Title:Destroying the One True Lisp World
Subtitle:XCVB: Improving Modularity for Common Lisp
Author:François-René Rideau, ITA Software
Meeting:ILC'09, 2009-03-24
URL:http://common-lisp.net/project/xcvb/doc/ilc09-xcvb-slides.html

XCVB

The eXtensible Component Verifier and Builder (for CL).

A Shift Downright From

ASDF

(Another System Definition Facility).

What is XCVB?

Like ASDF, it builds your CL system.

Unlike ASDF, it scales -

because it features separate compilation.

Free Software

Copyright ITA Software.

MIT style license.

Documentation, GIT repository, mailing-list:

http://common-lisp.net/project/xcvb/

Working Prototype

XCVB 0.11 released (git tag: xcvb_0.11)

Compiled a 100-file system (in parallel).

Automatically migrated simple ASDF systems.

Includes docs & examples.

Work in Progress

Not yet ready to replace ASDF, but working on it.

Current development: adding support for multiple systems.

Send me email to join!

Previous Lisp System Builders

Simplest: a list of files to load in order (?, 1960s)

Initial improvement: DEFSYSTEM (Weinreb, Moon 1981)

Made portable: MK:DEFSYSTEM (Kantrowitz 1989)

Inspiring: BUILD (Robbins '84), "Large Systems" (Pitman '84)

State of the Art: ASDF (Barlow 2001), mudballs (Ross 2008)

List of files: Full Build Only

... "bar" ...

_Dataset rows_.
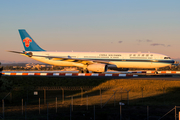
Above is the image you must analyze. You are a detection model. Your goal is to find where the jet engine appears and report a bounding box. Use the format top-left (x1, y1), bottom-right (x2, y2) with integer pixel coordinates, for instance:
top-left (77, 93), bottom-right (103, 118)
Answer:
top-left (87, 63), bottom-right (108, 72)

* * *

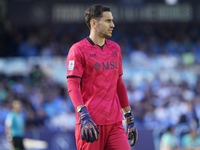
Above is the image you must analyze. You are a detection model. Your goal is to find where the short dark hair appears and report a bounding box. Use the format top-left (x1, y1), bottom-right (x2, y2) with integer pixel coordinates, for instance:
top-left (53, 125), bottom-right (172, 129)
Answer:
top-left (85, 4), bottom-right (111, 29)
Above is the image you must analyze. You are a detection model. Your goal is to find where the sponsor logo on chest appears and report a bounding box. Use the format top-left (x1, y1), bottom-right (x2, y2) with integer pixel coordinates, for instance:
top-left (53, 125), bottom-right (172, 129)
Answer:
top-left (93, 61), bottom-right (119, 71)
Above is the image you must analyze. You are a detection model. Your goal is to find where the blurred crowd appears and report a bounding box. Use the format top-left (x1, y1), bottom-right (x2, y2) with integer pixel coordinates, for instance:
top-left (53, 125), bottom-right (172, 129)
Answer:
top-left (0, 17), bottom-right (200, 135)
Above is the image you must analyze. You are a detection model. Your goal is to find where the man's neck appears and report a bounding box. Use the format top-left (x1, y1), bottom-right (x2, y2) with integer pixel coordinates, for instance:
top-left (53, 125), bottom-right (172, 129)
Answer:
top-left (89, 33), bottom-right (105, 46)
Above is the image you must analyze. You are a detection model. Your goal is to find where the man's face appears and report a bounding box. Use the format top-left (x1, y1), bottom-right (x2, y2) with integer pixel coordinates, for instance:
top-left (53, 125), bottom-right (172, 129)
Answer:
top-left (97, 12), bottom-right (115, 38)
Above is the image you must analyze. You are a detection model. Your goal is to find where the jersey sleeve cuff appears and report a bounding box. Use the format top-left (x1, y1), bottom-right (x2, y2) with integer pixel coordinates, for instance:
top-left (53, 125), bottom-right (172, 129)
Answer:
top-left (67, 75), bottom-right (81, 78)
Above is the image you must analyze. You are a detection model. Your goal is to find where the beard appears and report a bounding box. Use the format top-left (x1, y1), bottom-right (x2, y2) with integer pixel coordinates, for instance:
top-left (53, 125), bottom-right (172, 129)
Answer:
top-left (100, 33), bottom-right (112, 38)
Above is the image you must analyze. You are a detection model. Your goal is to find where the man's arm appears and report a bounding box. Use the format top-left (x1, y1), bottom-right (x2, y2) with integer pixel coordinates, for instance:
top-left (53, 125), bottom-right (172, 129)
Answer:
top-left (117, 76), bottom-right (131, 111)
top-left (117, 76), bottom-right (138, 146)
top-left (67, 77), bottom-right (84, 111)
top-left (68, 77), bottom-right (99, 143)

_What you need to do_.
• 1. Write out the XCVB slides between "Work in Progress" and "(Weinreb, Moon 1981)", inclusive, swapping "multiple" for "several".
• 2. Write what comes next in the XCVB slides, picking up after the last line shown.

_Answers for the exercise_.
• 1.
Work in Progress

Not yet ready to replace ASDF, but working on it.

Current development: adding support for several systems.

Send me email to join!

Previous Lisp System Builders

Simplest: a list of files to load in order (?, 1960s)

Initial improvement: DEFSYSTEM (Weinreb, Moon 1981)

• 2.
Components defined once in the master file foo.lisp.

File limits are but glorified paragraph boundaries.

Always build the whole system (or else).

Incremental Build

Some files depend on other files

Dependencies = arcs of a DAG

Incremental build: only rebuild necessary files

(base case) rebuild if source was modified

(recursive case) rebuild if any dependency rebuilt

Automatic coherence maintenance, e.g. by make

Dependencies in Common Lisp

Macros, special variables, types, classes, inline functions

Specified as compile-time side-effects to the Lisp World

Meta-level data-structures, including symbols, CLOS

Advantage: user-extensible compile-time state

Disadvantage: state = gets messy quickly

A module with DEFSYSTEM

(:module BAR ("bar"))
...
(:compile-load BAR
   (PACKAGES MACROS SPECIALS)
   (:fasload PACKAGES MACROS SPECIALS))

Each component appears twice in system file foo.system.

All transitive dependencies to be listed explicitly.

A module with ASDF

(:file "bar" :depends-on ("macros" "specials"))

Each component defined once in system file foo.asd.

Transitive dependencies may be skipped.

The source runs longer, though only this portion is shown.